Task description
Convert every line of the items below into a Markdown table with two columns, Number and Line, skipping blank lines and leaving out the pictures.

* START Task data *

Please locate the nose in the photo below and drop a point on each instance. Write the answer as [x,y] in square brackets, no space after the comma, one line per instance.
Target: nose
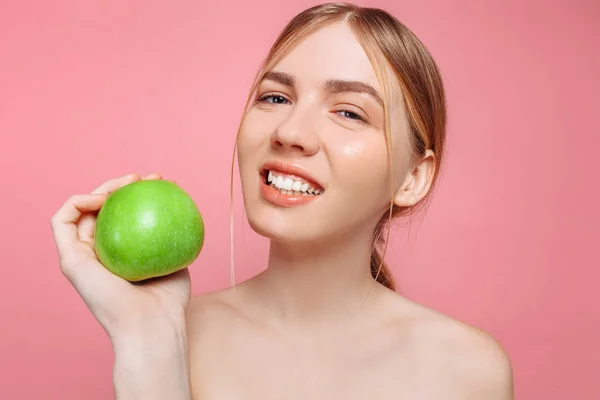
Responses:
[296,133]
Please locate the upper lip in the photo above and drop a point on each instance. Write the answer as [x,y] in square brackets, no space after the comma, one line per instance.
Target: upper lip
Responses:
[291,169]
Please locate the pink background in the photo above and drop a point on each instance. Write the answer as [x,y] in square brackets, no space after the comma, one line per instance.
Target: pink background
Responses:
[95,90]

* END Task data *

Finished task
| Number | Line |
|---|---|
| 1 | Please locate the nose in the photo below and drop a point on each instance. Write the answer as [x,y] in square brackets, no space after the comma, one line per instance. |
| 2 | Target: nose |
| 3 | Responses: |
| 4 | [296,133] |
| 5 | Please locate the upper lip in the photo above and drop a point on each instance. Write the answer as [x,y] in square brackets, no space after the comma, one line per instance. |
| 6 | Target: upper lip |
| 7 | Responses: |
| 8 | [291,169] |
| 9 | Please locate the pink background in the photo above and drop a point on each instance. Write the answer as [x,y] in square brackets, no space after the comma, one line per instance. |
| 10 | Target: pink background |
| 11 | Responses: |
| 12 | [95,90] |